#### [Problem description]
Beginning with the line that contains "Exercise. Point out each instance of the yellow", copy each subsequent line of the data below through the last one, including both ends but not the pictures.

#### [Input material]
————

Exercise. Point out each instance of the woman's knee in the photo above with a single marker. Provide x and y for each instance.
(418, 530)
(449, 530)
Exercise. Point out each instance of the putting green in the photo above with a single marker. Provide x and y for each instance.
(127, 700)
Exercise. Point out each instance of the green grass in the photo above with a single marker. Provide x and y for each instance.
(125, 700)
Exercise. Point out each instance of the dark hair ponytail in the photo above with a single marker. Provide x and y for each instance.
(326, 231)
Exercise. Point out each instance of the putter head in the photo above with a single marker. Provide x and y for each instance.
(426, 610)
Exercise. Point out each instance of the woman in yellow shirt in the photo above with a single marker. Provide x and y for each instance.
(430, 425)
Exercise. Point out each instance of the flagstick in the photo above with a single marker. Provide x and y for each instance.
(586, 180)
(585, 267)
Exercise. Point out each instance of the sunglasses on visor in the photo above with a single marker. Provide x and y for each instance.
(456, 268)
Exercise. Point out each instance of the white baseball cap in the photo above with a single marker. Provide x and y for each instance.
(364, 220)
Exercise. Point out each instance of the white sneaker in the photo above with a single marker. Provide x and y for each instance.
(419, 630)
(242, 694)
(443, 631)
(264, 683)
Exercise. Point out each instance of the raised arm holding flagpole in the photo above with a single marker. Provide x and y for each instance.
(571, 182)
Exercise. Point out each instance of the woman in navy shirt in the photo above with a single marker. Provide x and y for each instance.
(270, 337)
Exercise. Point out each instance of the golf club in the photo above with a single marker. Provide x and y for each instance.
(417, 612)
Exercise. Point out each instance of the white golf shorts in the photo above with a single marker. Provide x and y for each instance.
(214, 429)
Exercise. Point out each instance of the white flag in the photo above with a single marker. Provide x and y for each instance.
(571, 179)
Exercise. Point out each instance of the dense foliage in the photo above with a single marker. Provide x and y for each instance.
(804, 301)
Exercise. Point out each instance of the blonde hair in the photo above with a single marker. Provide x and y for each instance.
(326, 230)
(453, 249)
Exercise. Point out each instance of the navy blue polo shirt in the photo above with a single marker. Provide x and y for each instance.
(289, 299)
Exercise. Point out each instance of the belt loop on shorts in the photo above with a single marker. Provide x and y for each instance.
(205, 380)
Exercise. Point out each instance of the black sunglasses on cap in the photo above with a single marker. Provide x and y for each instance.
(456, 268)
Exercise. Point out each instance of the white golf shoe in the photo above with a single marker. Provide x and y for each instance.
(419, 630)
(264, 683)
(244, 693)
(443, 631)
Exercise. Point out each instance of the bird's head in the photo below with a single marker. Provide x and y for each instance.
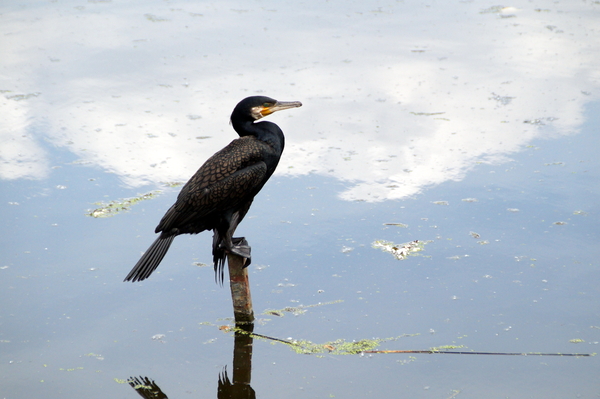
(257, 107)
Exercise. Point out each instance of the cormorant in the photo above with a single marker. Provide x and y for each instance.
(219, 195)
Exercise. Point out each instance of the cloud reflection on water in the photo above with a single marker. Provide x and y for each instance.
(397, 98)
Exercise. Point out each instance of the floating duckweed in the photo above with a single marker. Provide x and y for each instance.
(401, 251)
(113, 207)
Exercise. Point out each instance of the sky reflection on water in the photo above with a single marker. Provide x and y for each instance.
(474, 125)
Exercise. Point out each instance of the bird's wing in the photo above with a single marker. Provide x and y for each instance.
(229, 177)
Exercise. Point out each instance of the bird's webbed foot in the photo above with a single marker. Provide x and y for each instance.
(241, 248)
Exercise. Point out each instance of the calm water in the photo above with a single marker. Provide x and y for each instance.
(474, 127)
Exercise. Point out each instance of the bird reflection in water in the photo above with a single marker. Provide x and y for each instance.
(219, 195)
(237, 388)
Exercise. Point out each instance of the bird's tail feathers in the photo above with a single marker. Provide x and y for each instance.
(219, 256)
(150, 260)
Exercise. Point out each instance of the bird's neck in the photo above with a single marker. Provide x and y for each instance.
(265, 131)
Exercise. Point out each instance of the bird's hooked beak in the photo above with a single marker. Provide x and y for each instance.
(269, 108)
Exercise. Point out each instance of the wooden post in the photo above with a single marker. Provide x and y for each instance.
(240, 289)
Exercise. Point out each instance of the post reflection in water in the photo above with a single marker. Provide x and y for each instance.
(236, 388)
(242, 348)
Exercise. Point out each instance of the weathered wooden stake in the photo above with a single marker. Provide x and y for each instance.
(240, 289)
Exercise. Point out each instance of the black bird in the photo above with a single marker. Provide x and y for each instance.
(219, 195)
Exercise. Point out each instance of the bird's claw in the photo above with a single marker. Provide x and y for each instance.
(241, 248)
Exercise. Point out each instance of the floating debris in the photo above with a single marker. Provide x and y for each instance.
(401, 251)
(113, 207)
(396, 224)
(297, 310)
(346, 249)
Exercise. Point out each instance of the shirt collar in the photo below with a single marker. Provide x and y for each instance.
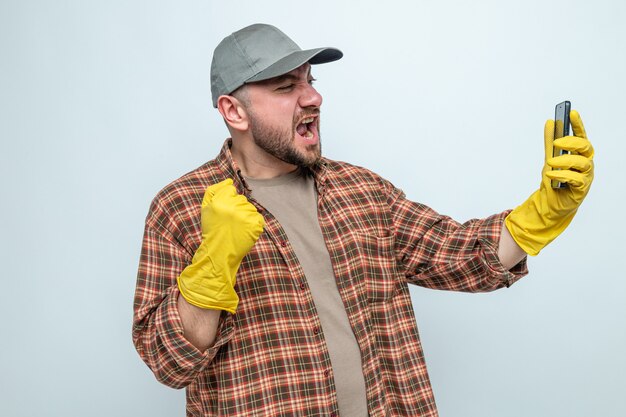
(230, 169)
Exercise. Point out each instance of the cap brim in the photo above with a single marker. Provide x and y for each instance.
(295, 59)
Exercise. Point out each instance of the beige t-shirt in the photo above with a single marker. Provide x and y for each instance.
(292, 199)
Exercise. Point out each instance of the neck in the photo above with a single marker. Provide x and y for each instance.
(254, 162)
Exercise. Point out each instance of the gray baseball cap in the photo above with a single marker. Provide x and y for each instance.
(259, 52)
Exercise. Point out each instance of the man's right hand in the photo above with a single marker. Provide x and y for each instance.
(230, 227)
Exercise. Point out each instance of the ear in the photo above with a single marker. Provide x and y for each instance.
(233, 112)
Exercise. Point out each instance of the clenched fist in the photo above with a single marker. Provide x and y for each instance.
(230, 227)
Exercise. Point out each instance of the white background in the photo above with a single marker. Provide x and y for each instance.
(102, 103)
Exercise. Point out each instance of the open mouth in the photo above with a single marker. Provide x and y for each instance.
(307, 128)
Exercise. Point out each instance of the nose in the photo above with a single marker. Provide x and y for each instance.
(310, 97)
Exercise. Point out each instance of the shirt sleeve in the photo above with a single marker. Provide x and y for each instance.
(157, 327)
(438, 252)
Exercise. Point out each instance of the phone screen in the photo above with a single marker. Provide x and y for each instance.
(561, 129)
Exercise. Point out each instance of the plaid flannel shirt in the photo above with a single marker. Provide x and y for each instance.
(267, 359)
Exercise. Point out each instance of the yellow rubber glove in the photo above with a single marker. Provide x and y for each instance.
(548, 211)
(230, 227)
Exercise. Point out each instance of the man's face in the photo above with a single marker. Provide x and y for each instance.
(284, 117)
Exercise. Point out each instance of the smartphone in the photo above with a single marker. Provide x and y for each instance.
(561, 129)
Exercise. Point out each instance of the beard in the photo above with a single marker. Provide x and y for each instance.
(280, 143)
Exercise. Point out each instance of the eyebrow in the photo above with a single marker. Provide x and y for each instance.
(287, 77)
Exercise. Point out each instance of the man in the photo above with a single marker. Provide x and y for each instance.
(273, 281)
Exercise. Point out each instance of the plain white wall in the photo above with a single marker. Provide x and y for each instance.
(102, 103)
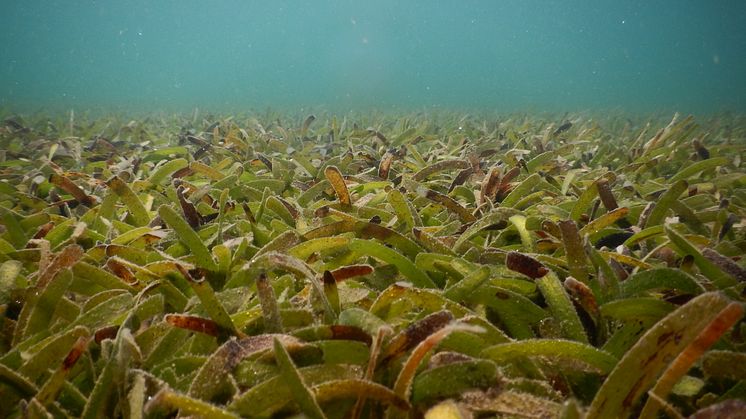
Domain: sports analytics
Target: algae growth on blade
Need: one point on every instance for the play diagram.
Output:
(369, 266)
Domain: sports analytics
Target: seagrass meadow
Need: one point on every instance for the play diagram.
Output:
(435, 265)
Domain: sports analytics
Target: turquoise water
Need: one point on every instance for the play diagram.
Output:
(637, 56)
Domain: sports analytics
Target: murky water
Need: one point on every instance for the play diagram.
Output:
(635, 56)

————

#### [Worked solution]
Exercise. Point out each instance of the yellow rubber glove in the photo above with a single marker. Provide x and y for each instance.
(548, 211)
(230, 227)
Exercise. Point out each instance of the man's face in the photo above with a single marker. Provide x and y for each instance.
(284, 117)
Exercise. Point out each instance of the smartphone in the photo above with a single marker. Provide x and y for each instance.
(561, 129)
Exercise. Point out each instance of the beard in the photo above with a single marker. Provide x and y for each instance.
(280, 143)
Exercise. Point out each instance of the eyebrow in the photo above with a single marker. Provide x and y for each instance.
(287, 77)
Exercise. Point out each instance of the man in the photo above with a single marker. Provide x and y for each instance.
(273, 281)
Exercise. Point out each instance of the plain white wall in the photo above with a single marker. Provide x and y for each instance.
(102, 103)
Domain: sports analytics
Target: algae growth on blade
Need: one point on every instance for the play diagram.
Output:
(369, 266)
Domain: sports analytics
Target: seagrass meadow
Need: one point on every instance for the play diagram.
Output:
(435, 265)
Domain: sports analytics
Target: turquoise water
Need: one point on every instance for the play diagram.
Output:
(637, 56)
Domain: sports analytics
Target: murky water
Need: one point on every instance for the play diagram.
Output:
(635, 56)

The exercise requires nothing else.